◆ GIVEN DATA:
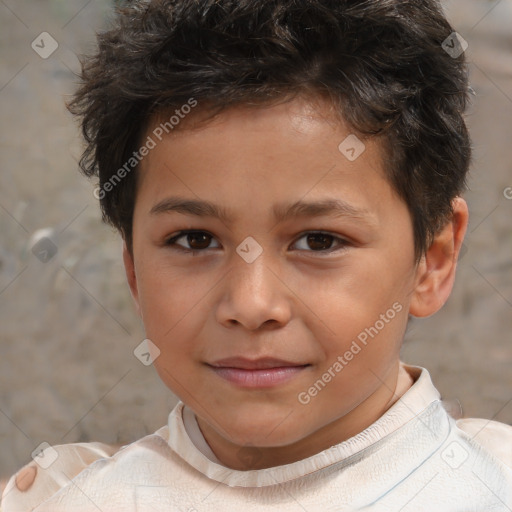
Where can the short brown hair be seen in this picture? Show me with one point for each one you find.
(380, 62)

--

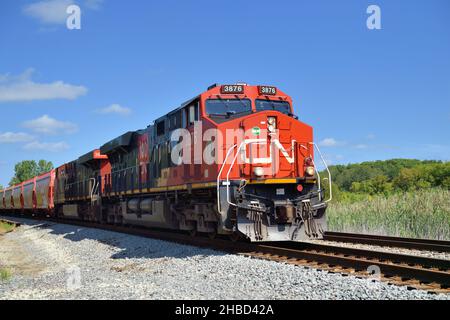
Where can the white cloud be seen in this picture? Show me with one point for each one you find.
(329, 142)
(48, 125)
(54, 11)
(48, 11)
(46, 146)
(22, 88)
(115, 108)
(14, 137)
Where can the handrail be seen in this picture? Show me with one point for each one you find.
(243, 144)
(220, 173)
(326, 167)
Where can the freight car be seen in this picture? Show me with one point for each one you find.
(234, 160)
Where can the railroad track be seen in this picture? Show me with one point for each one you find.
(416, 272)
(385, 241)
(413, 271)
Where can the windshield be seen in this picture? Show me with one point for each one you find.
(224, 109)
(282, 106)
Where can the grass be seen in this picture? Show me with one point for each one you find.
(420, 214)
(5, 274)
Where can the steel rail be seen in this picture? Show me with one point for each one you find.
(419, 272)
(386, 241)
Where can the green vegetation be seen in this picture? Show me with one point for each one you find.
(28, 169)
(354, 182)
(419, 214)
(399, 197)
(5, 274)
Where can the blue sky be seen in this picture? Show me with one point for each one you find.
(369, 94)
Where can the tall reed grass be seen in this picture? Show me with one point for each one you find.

* * *

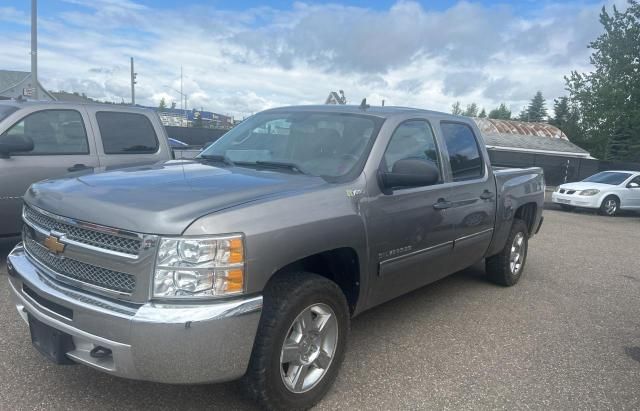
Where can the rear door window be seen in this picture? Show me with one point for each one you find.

◆ GIVEN TASK:
Can you gather every line of the listing above that contains the string "grass", counting only matches in the same case?

◆ EXERCISE SOLUTION:
Where can the grass be seen in this picture? Show me with one point for each one you find.
Where can the tall reed grass be seen in this picture? Show me with one point for each one you find.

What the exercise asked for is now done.